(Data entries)

[Start of Attachment]

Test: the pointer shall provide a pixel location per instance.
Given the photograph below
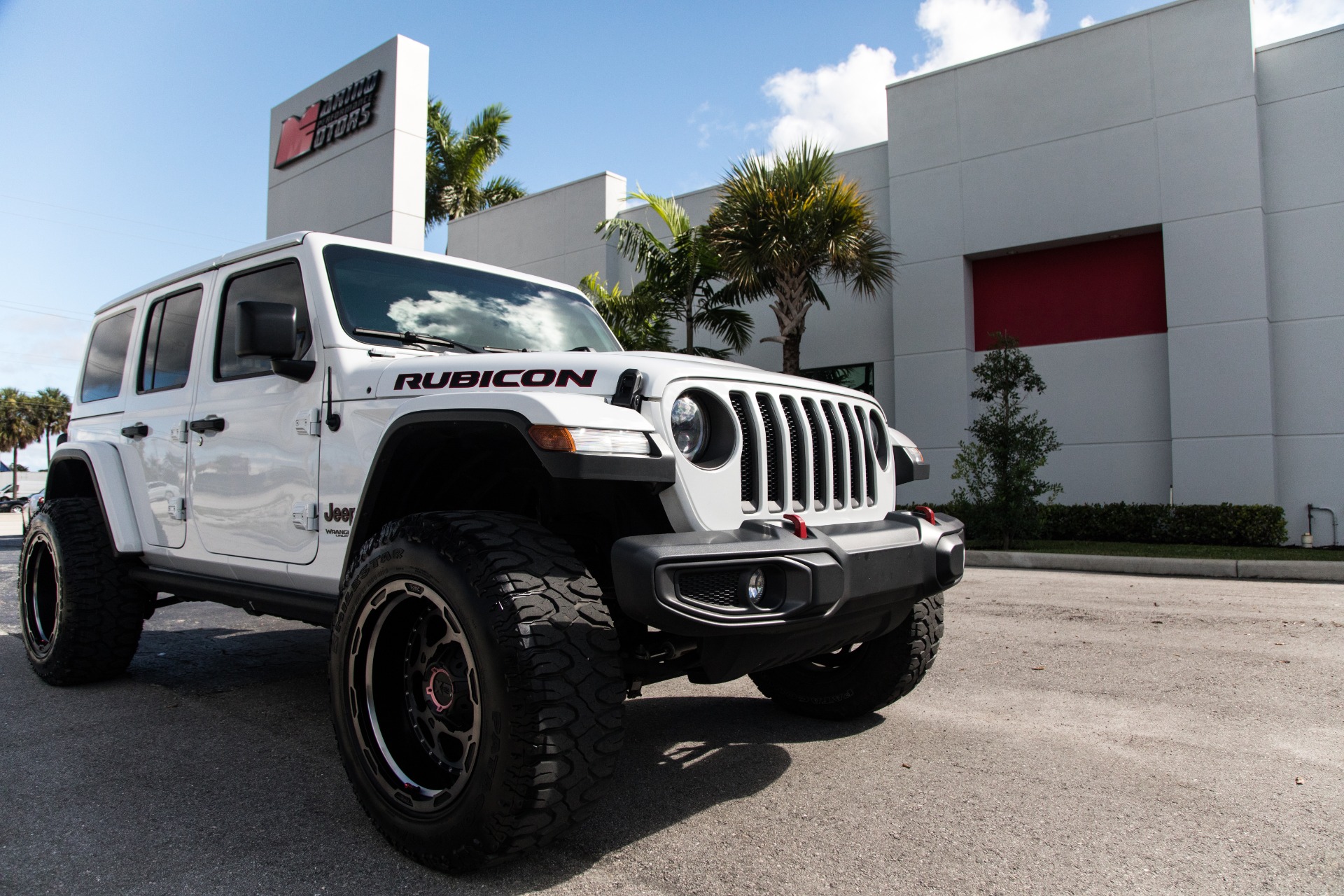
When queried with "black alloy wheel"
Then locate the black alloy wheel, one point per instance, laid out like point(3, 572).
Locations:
point(41, 596)
point(476, 687)
point(416, 695)
point(80, 612)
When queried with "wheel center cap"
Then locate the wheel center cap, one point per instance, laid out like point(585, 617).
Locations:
point(440, 690)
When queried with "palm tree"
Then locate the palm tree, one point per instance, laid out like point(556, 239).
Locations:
point(783, 225)
point(636, 317)
point(683, 273)
point(51, 412)
point(456, 163)
point(18, 428)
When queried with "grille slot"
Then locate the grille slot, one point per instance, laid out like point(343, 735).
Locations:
point(717, 589)
point(796, 453)
point(749, 451)
point(839, 457)
point(819, 464)
point(870, 458)
point(773, 481)
point(855, 456)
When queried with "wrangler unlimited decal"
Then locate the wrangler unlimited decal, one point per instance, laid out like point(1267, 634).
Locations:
point(499, 379)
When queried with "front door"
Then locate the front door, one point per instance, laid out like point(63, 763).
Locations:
point(156, 414)
point(253, 470)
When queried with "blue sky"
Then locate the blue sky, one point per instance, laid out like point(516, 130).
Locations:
point(136, 133)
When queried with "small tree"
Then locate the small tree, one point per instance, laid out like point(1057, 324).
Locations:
point(51, 413)
point(682, 274)
point(638, 317)
point(785, 225)
point(18, 426)
point(456, 164)
point(1008, 447)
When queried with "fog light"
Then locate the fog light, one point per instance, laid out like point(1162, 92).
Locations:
point(758, 594)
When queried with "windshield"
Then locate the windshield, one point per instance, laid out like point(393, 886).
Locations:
point(394, 293)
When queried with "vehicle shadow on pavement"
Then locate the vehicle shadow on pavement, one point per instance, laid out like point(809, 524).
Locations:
point(214, 660)
point(683, 755)
point(254, 713)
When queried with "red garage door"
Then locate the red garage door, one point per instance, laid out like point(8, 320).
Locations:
point(1074, 293)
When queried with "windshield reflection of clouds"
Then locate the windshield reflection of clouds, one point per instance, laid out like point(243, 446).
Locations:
point(522, 321)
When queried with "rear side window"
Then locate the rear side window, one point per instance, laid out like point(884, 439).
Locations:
point(168, 339)
point(106, 358)
point(276, 284)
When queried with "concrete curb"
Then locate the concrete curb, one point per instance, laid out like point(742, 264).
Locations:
point(1285, 570)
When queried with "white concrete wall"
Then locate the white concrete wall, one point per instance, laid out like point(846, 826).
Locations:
point(371, 183)
point(546, 234)
point(1144, 121)
point(1300, 88)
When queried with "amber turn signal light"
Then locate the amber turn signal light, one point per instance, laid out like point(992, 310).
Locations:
point(552, 438)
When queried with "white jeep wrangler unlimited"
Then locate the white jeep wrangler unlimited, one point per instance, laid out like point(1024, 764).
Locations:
point(508, 523)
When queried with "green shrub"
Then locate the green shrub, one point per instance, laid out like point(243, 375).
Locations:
point(1221, 524)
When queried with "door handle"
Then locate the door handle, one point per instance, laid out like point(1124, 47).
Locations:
point(207, 425)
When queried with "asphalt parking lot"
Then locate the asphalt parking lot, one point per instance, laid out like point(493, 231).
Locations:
point(1079, 734)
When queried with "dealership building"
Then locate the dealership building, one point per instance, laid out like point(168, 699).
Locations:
point(1152, 206)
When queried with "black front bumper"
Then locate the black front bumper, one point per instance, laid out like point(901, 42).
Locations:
point(843, 583)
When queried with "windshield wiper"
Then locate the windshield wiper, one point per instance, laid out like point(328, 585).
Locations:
point(416, 339)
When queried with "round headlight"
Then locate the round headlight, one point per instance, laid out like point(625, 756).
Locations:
point(690, 428)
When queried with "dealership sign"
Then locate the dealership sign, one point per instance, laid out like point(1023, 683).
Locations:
point(328, 120)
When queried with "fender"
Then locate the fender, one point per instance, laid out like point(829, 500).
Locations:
point(101, 464)
point(521, 412)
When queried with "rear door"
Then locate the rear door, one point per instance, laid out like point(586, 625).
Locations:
point(254, 458)
point(155, 422)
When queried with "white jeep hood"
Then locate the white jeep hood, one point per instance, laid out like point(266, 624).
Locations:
point(575, 372)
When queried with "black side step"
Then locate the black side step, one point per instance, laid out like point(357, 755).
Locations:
point(260, 599)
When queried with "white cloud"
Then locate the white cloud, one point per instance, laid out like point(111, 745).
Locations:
point(846, 105)
point(961, 30)
point(1275, 20)
point(841, 106)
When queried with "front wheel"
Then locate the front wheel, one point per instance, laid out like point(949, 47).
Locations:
point(476, 687)
point(863, 678)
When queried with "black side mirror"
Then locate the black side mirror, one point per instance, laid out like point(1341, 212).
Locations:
point(269, 330)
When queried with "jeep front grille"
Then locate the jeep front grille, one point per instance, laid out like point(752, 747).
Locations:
point(804, 453)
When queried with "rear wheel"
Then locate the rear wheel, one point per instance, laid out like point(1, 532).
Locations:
point(81, 615)
point(863, 678)
point(476, 687)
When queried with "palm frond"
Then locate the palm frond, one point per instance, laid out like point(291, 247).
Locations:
point(668, 210)
point(634, 241)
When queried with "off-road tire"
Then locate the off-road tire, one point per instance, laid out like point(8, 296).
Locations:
point(550, 684)
point(863, 678)
point(80, 612)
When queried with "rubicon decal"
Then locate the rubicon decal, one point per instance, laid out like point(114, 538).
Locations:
point(328, 120)
point(493, 379)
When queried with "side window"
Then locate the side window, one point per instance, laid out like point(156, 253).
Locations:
point(276, 284)
point(106, 358)
point(169, 332)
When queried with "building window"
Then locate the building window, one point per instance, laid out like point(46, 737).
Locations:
point(1091, 290)
point(853, 375)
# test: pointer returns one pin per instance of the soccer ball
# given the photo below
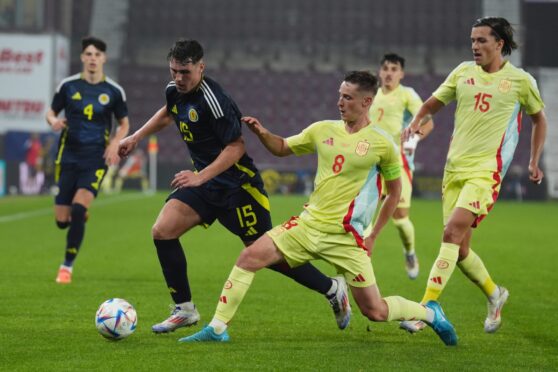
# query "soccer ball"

[End of Attachment]

Write the records out again in full, exactly, and skip every picture.

### TASK RESPONSE
Test: the pointer shall provide a pixel location per instance.
Given the photograph below
When queried with "black alloy wheel"
Then locate the black alloy wheel, one point per instance, laid out like point(3, 572).
Locations:
point(41, 596)
point(476, 687)
point(416, 695)
point(80, 612)
When queried with "wheel center cap"
Then locate the wheel center cap, one point per instance, laid out like point(585, 617).
Locations:
point(440, 690)
When queried with "palm tree"
Then locate the palm tree, one point per instance, laid out like point(556, 239).
Locations:
point(783, 225)
point(636, 317)
point(683, 273)
point(51, 412)
point(456, 163)
point(18, 428)
When queried with "grille slot"
Then locate the grille slot, one point per instance, laid out like point(343, 735).
Locations:
point(717, 589)
point(796, 453)
point(749, 451)
point(839, 457)
point(819, 464)
point(870, 458)
point(773, 481)
point(855, 456)
When queried with "wrangler unlimited decal"
Then locate the wrangler unlimited decal, one point per instance, laid out like point(1267, 634).
Locations:
point(499, 379)
When queried with "front door"
Then locate the front door, one point per instance, laid out like point(63, 763).
Locations:
point(156, 414)
point(253, 470)
When queried with "blue sky"
Then locate the blue sky, one point per instance, laid out like point(516, 130).
Locations:
point(136, 133)
When queried with "small tree"
Then locate the small tree, one point per instance, laid out like point(1057, 324).
Locations:
point(51, 413)
point(682, 274)
point(638, 317)
point(785, 225)
point(18, 426)
point(456, 164)
point(1008, 447)
When queried with "fog light"
Then locate the fog light, one point per instance, laid out like point(1162, 92).
Locations:
point(758, 594)
When queried with "windshield"
Then locate the windshield, one point per instance, laid out like point(393, 886).
Locations:
point(394, 293)
When queried with "vehicle shadow on pavement"
Then locate the vehicle shadow on pavement, one point per instance, laid out like point(809, 524).
Locations:
point(214, 660)
point(683, 755)
point(254, 713)
When queried with "red garage door"
Then locate the red garage door, one point per instance, laid out like point(8, 320).
Locations:
point(1074, 293)
When queried with "windshield reflection of clouds"
Then locate the windshield reflection of clouds, one point per instance, laid out like point(243, 446).
Locations:
point(522, 321)
When queried with "rear side window"
Then locate the rear side window, one point per instance, laid out like point(884, 439).
Locations:
point(168, 339)
point(106, 358)
point(276, 284)
When queried with "concrete curb"
Then locate the concrete curb, one point per instance, laid out like point(742, 264).
Locations:
point(1285, 570)
When queried with "white concrete wall"
Then locate the white concrete wall, one point per instance, laid out like point(846, 826).
Locations:
point(371, 183)
point(546, 234)
point(1144, 121)
point(1300, 88)
When queried with "amber turn signal light"
Then locate the amber turn signal light, one point per instance, laid out like point(992, 310).
Locations:
point(552, 438)
When queried with "white jeep wrangler unlimited"
Then locate the white jeep wrangler unlimited, one point per instance, laid out like point(1024, 764).
Locations:
point(508, 523)
When queried with "green shrub"
Then locate the green shrub, one point per instance, laid out like point(243, 375).
Locations:
point(1221, 524)
When queried with "door handle"
Then locate the door handle, one point per instance, laid out like point(1124, 47).
Locations:
point(207, 425)
When queried with "asphalt parking lot"
Then locate the asphalt parking lot, one point per instance, laid out like point(493, 231).
Locations:
point(1079, 734)
When queried with "dealership building"
Then locate the dealership building, one point per instance, laid out like point(168, 699).
Locations:
point(1152, 206)
When queried with "black front bumper"
Then locate the black front bumper, one point per instance, laid out like point(901, 42).
Locations:
point(843, 583)
When queried with "windshield wiper"
Then locate the windshield wiper, one point per instance, laid out like point(328, 585).
Locations:
point(416, 339)
When queried with "round headlight"
Then locate the round headlight, one point per instance, laid out like point(625, 756).
Locations:
point(690, 428)
When queried with "dealership sign"
Then locate the dealership sign, one point per instance, laid out like point(1023, 683).
Locations:
point(328, 120)
When queried with "fender"
Then locate the fender, one point per instance, laid out like point(829, 500).
Locations:
point(101, 464)
point(521, 412)
When queried with "rear door"
Then locate the rear door, one point per instance, laid out like point(586, 625).
Locations:
point(254, 458)
point(155, 422)
When queried with "white jeep hood"
Then locate the white jeep hood, one point per instance, laid out like point(266, 624).
Locations:
point(575, 372)
When queried with "black side step"
Then locate the black side step, one point per instance, laid out like point(357, 755).
Locations:
point(260, 599)
When queried with "white cloud"
Then locate the white cloud, one point per instance, laid out like point(111, 745).
Locations:
point(846, 105)
point(961, 30)
point(1275, 20)
point(841, 106)
When queried with "front wheel"
Then locate the front wheel, one point per instance, laid out like point(949, 47).
Locations:
point(476, 687)
point(863, 678)
When queried with "black side mirror"
Then locate the black side mirror, one point per instance, laid out like point(1341, 212).
Locations:
point(269, 330)
When queried with "jeep front grille"
Then locate the jeep front grille, one point per instance, laid out like point(752, 747).
Locations:
point(804, 453)
When queried with "rear wheel"
Then locate the rear wheel, one point per instance, laid out like point(1, 532).
Locations:
point(81, 615)
point(863, 678)
point(476, 687)
When queried with "palm frond"
Then locate the palm frond, one point per instance, laid out like point(291, 247).
Locations:
point(668, 210)
point(634, 241)
When queried with "off-road tire"
Then locate the off-road tire, one point per instance, laid out like point(8, 296).
Locations:
point(550, 684)
point(863, 678)
point(80, 612)
When queried with "rubicon decal"
Then locate the rubicon decal, one point per instance, laid out like point(114, 538).
Locations:
point(328, 120)
point(493, 379)
When queried with "side window"
Then locate the side window, one point per instance, laid out like point(156, 253).
Locations:
point(276, 284)
point(106, 358)
point(169, 332)
When queried with "building window"
Then locate the building window, one point per instance, laid out like point(46, 737).
Locations:
point(1091, 290)
point(853, 375)
# test: pointer returns one pin per instance of the soccer ball
# given the photo below
# query "soccer ball"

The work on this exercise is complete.